Records of labeled boxes:
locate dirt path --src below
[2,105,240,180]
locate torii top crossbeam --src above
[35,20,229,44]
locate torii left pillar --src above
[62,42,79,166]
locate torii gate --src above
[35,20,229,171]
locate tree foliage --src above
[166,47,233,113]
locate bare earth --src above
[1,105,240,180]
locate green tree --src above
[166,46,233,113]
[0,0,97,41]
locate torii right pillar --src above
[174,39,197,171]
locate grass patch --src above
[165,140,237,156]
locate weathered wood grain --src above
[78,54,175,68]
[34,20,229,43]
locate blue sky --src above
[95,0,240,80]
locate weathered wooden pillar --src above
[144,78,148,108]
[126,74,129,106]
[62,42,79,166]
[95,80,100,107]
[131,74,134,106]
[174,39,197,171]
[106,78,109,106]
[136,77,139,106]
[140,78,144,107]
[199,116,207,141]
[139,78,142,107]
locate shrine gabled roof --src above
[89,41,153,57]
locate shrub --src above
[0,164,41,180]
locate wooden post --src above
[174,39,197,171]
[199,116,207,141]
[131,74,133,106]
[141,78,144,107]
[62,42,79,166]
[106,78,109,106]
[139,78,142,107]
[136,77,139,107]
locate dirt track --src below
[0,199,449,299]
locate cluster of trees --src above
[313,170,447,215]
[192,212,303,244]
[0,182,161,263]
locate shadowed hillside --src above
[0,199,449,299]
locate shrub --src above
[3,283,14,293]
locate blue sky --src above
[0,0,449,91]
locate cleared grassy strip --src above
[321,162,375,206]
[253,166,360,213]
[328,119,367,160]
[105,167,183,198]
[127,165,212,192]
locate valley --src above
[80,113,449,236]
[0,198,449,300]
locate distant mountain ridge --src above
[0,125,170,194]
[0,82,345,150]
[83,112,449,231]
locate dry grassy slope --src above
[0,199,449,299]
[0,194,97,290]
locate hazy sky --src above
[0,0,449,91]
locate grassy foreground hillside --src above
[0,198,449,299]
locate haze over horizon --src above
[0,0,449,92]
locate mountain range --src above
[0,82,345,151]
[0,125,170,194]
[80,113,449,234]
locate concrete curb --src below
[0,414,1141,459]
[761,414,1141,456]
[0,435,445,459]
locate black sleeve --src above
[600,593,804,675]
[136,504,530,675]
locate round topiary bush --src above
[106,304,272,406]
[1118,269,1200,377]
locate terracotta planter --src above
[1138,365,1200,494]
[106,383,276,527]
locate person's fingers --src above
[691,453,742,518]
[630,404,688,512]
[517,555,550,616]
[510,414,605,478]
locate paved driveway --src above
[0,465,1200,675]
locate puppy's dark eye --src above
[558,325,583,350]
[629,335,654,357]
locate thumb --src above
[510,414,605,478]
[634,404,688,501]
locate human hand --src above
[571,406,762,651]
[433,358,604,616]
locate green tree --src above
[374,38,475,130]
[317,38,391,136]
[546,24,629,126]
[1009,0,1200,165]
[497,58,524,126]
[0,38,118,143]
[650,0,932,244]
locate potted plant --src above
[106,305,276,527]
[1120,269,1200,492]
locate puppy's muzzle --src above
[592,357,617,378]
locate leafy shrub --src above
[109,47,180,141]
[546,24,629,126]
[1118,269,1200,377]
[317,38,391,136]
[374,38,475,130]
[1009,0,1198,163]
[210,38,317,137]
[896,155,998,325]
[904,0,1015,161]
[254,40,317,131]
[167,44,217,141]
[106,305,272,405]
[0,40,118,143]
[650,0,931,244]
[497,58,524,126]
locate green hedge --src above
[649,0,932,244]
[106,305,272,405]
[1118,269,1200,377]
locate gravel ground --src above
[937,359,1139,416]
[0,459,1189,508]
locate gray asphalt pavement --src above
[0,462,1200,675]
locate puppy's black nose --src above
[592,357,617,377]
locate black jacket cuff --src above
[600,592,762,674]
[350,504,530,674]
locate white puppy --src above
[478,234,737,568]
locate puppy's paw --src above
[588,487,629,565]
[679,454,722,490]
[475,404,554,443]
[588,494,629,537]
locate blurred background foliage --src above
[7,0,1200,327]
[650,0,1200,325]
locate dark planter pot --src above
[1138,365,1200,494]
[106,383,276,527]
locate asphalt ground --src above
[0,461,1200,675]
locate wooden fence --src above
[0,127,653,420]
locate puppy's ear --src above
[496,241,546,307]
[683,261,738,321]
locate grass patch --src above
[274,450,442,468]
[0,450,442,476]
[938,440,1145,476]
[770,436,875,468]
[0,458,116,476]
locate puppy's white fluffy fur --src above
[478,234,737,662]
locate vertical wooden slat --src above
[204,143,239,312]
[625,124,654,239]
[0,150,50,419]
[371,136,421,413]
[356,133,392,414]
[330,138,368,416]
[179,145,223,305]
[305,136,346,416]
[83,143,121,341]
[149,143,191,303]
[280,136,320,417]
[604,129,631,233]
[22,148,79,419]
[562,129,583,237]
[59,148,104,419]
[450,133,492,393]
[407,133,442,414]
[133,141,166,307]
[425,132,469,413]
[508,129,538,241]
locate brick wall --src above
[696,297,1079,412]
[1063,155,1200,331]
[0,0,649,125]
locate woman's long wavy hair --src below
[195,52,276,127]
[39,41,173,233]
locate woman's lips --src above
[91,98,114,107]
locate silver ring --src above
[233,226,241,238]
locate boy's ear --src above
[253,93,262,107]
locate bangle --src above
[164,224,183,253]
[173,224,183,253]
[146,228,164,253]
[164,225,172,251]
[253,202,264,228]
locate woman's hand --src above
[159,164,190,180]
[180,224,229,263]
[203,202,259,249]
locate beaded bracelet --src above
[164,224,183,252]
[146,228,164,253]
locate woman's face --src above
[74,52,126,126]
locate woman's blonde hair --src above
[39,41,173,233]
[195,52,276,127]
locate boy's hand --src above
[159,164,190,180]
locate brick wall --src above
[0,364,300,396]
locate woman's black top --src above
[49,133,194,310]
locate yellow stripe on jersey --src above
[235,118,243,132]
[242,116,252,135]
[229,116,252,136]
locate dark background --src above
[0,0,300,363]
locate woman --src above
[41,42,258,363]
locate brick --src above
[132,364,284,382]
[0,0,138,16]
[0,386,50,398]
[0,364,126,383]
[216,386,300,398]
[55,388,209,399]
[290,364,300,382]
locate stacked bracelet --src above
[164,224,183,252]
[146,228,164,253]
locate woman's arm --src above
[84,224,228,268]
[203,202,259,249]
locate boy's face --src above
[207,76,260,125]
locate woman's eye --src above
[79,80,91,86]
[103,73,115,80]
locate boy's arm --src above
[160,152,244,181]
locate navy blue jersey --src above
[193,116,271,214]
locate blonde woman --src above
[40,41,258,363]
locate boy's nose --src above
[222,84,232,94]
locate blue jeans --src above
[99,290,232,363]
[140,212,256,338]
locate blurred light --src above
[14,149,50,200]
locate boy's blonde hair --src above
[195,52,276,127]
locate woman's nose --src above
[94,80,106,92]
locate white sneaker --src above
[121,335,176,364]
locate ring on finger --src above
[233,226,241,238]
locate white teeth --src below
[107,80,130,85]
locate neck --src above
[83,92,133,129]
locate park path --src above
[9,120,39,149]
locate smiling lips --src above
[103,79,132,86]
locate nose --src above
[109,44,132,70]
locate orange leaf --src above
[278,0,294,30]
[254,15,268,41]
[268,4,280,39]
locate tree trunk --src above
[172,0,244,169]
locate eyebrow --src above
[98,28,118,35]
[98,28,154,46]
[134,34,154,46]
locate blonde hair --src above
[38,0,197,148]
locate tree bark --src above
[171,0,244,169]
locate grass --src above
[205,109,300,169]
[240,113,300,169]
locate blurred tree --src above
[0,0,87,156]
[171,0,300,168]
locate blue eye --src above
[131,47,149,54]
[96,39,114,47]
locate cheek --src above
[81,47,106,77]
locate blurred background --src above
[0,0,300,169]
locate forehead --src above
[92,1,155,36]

**What you need to do:**
Rewrite the lines above as a numbered list, omitting any blank lines.

**Answer:**
1. locate dirt path --src below
2. [2,105,240,180]
3. locate torii top crossbeam --src above
4. [35,20,229,44]
5. locate torii left pillar --src above
6. [62,42,79,166]
7. locate torii gate --src above
8. [35,20,229,171]
9. locate tree foliage --src above
10. [166,47,233,113]
11. locate bare earth --src above
12. [1,105,240,180]
13. locate green tree --src above
14. [166,46,233,113]
15. [0,0,97,41]
16. locate torii right pillar --src above
17. [174,39,197,171]
18. locate grass patch --src above
19. [165,140,237,156]
20. locate weathered wood grain --src above
21. [78,54,175,68]
22. [34,20,229,43]
23. locate blue sky --src above
24. [95,0,240,80]
25. locate weathered wooden pillar --src above
26. [144,78,148,108]
27. [126,74,129,106]
28. [62,42,79,166]
29. [95,80,100,107]
30. [131,74,134,106]
31. [174,39,197,171]
32. [106,78,109,106]
33. [136,77,139,106]
34. [140,78,144,107]
35. [199,116,207,141]
36. [139,78,142,107]
37. locate shrine gabled roof --src above
38. [89,41,153,57]
39. locate shrub --src above
40. [0,164,41,180]
41. locate wooden post --src above
42. [174,39,197,171]
43. [199,116,207,141]
44. [131,74,133,106]
45. [141,78,144,107]
46. [62,42,79,166]
47. [106,78,109,106]
48. [139,78,142,107]
49. [136,77,139,107]
50. locate dirt track --src below
51. [0,199,449,299]
52. locate cluster of trees --src above
53. [313,170,447,215]
54. [192,212,303,244]
55. [0,182,161,263]
56. locate shadowed hillside --src above
57. [0,199,449,299]
58. locate shrub --src above
59. [3,283,14,293]
60. locate blue sky --src above
61. [0,0,449,91]
62. locate cleared grassy strip --src above
63. [321,162,375,206]
64. [253,166,360,213]
65. [328,119,367,160]
66. [105,167,183,198]
67. [127,165,212,192]
68. locate valley --src above
69. [80,113,449,236]
70. [0,198,449,300]
71. locate distant mountain ridge --src above
72. [0,125,170,194]
73. [0,82,345,150]
74. [83,112,449,231]
75. locate dry grassy slope --src above
76. [0,199,449,299]
77. [0,194,97,290]
78. locate hazy sky --src above
79. [0,0,449,91]
80. locate grassy foreground hillside --src above
81. [0,198,449,299]
82. locate haze over horizon --src above
83. [0,0,449,92]
84. locate mountain range --src above
85. [0,82,345,151]
86. [0,125,170,194]
87. [80,113,449,234]
88. locate concrete curb --src below
89. [0,414,1141,459]
90. [761,414,1141,456]
91. [0,435,445,459]
92. locate black sleeve --src above
93. [600,593,804,675]
94. [136,504,530,675]
95. locate round topiary bush --src above
96. [106,304,272,406]
97. [1118,269,1200,377]
98. locate terracotta planter --src above
99. [1138,365,1200,494]
100. [106,383,276,527]
101. locate person's fingers --src above
102. [691,453,742,518]
103. [630,404,688,512]
104. [517,555,550,616]
105. [510,414,605,478]
106. locate paved driveway --src above
107. [0,465,1200,675]
108. locate puppy's dark eye --src above
109. [558,325,583,350]
110. [629,335,654,357]
111. locate thumb --src above
112. [510,414,605,478]
113. [634,404,688,501]
114. locate human hand --src above
115. [571,406,762,651]
116. [433,358,604,616]
117. locate green tree --src above
118. [374,38,475,130]
119. [317,38,391,136]
120. [546,24,629,126]
121. [1009,0,1200,165]
122. [497,58,524,126]
123. [0,38,118,143]
124. [650,0,932,244]
125. locate potted plant --src above
126. [106,305,276,527]
127. [1120,269,1200,492]
128. locate puppy's muzzle --src above
129. [592,357,617,378]
130. locate leafy shrub --src above
131. [109,47,180,141]
132. [546,24,629,126]
133. [1118,269,1200,377]
134. [317,38,391,136]
135. [374,38,475,130]
136. [1009,0,1198,163]
137. [210,38,317,137]
138. [896,155,998,325]
139. [904,0,1015,161]
140. [254,40,317,131]
141. [167,44,217,141]
142. [106,305,272,405]
143. [0,40,118,143]
144. [650,0,931,244]
145. [497,58,524,126]
146. locate green hedge --src above
147. [649,0,932,244]
148. [106,305,272,405]
149. [1118,269,1200,377]
150. locate gravel ground --src above
151. [937,359,1139,416]
152. [0,459,1189,508]
153. locate gray asphalt pavement --src above
154. [0,462,1200,675]
155. locate puppy's black nose --src above
156. [592,357,617,377]
157. locate black jacket cuff --src above
158. [600,592,762,674]
159. [350,504,530,674]
160. locate white puppy --src above
161. [478,234,737,568]
162. locate puppy's paw --src above
163. [588,487,629,565]
164. [679,454,722,490]
165. [475,404,554,443]
166. [588,494,629,537]
167. locate blurred background foliage --src above
168. [7,0,1200,327]
169. [650,0,1200,325]
170. locate dark planter pot --src above
171. [1138,365,1200,494]
172. [106,383,276,527]
173. locate asphalt ground --src above
174. [0,461,1200,675]
175. locate wooden fence --src above
176. [0,127,653,420]
177. locate puppy's ear --src above
178. [496,241,546,307]
179. [683,261,738,321]
180. locate grass patch --src above
181. [274,450,442,468]
182. [0,450,442,476]
183. [938,440,1145,476]
184. [770,436,875,468]
185. [0,458,116,476]
186. locate puppy's white fluffy fur --src above
187. [478,234,737,662]
188. locate vertical wooden slat --src above
189. [204,143,239,312]
190. [625,124,654,239]
191. [0,150,50,419]
192. [371,136,421,413]
193. [356,133,392,414]
194. [330,138,368,416]
195. [179,145,223,305]
196. [305,136,346,416]
197. [83,143,121,341]
198. [149,143,191,303]
199. [280,136,320,417]
200. [604,129,631,233]
201. [22,148,79,419]
202. [562,129,583,237]
203. [59,148,104,419]
204. [450,133,492,393]
205. [407,133,442,414]
206. [133,141,166,307]
207. [425,132,469,413]
208. [508,129,538,241]
209. locate brick wall --src above
210. [696,297,1079,412]
211. [1063,155,1200,331]
212. [0,0,649,125]
213. locate woman's long wavy hair --src below
214. [195,52,276,127]
215. [39,41,173,233]
216. locate woman's lips --src above
217. [91,98,114,107]
218. locate silver ring --src above
219. [233,226,241,238]
220. locate boy's ear --src above
221. [253,93,262,107]
222. locate bangle --src above
223. [164,224,183,253]
224. [173,224,183,253]
225. [146,228,164,253]
226. [164,225,172,251]
227. [253,202,264,228]
228. locate woman's hand --src above
229. [159,164,190,180]
230. [180,224,229,263]
231. [203,202,259,249]
232. locate beaded bracelet --src above
233. [164,224,183,252]
234. [146,228,164,253]
235. locate woman's face --src above
236. [74,52,126,126]
237. locate woman's blonde hair --src above
238. [39,41,173,233]
239. [195,52,276,127]
240. locate boy's hand --src above
241. [159,164,190,180]
242. locate brick wall --src above
243. [0,364,300,396]
244. locate woman's black top --src above
245. [49,133,194,310]
246. locate yellow stripe on jersey --src above
247. [235,118,243,132]
248. [242,116,252,135]
249. [229,116,252,136]
250. locate dark background --src above
251. [0,0,300,363]
252. locate woman --src above
253. [41,42,258,363]
254. locate brick --src above
255. [132,364,284,382]
256. [0,0,138,16]
257. [0,386,50,398]
258. [0,364,126,383]
259. [216,386,300,398]
260. [55,388,209,399]
261. [290,364,300,382]
262. locate stacked bracelet --src above
263. [164,224,183,252]
264. [146,228,164,253]
265. locate woman's arm --src above
266. [84,224,228,268]
267. [203,202,259,249]
268. locate boy's face --src above
269. [207,76,260,125]
270. locate woman's eye --src above
271. [79,80,91,86]
272. [103,73,115,80]
273. locate boy's arm --src above
274. [160,152,244,181]
275. locate navy blue jersey --src above
276. [193,116,271,214]
277. locate blonde woman --src above
278. [40,41,258,363]
279. locate boy's nose --src above
280. [222,84,232,94]
281. locate blue jeans --src above
282. [99,290,232,363]
283. [140,212,256,338]
284. locate blurred light --src above
285. [14,149,50,200]
286. locate boy's blonde hair --src above
287. [195,52,276,127]
288. locate woman's nose --src above
289. [94,80,106,92]
290. locate white sneaker --src above
291. [121,335,176,364]
292. locate ring on finger --src above
293. [233,226,241,238]
294. locate white teeth --src below
295. [107,80,130,85]
296. locate neck --src above
297. [83,92,133,129]
298. locate park path --src above
299. [9,120,39,149]
300. locate smiling lips --src above
301. [103,79,132,86]
302. locate nose --src above
303. [109,44,132,70]
304. locate orange leaf --src above
305. [278,0,294,30]
306. [254,15,268,41]
307. [268,4,280,39]
308. locate tree trunk --src above
309. [172,0,244,169]
310. locate eyebrow --src above
311. [98,28,118,35]
312. [98,28,154,46]
313. [134,34,154,46]
314. locate blonde hair --src above
315. [38,0,197,148]
316. locate tree bark --src above
317. [171,0,244,169]
318. locate grass --src above
319. [205,109,300,169]
320. [240,113,300,169]
321. locate blurred tree --src above
322. [0,0,87,156]
323. [171,0,300,168]
324. locate blue eye --src above
325. [131,47,149,54]
326. [96,39,114,47]
327. locate cheek --src above
328. [81,47,106,77]
329. locate blurred background --src above
330. [0,0,300,169]
331. locate forehead --src above
332. [92,1,155,36]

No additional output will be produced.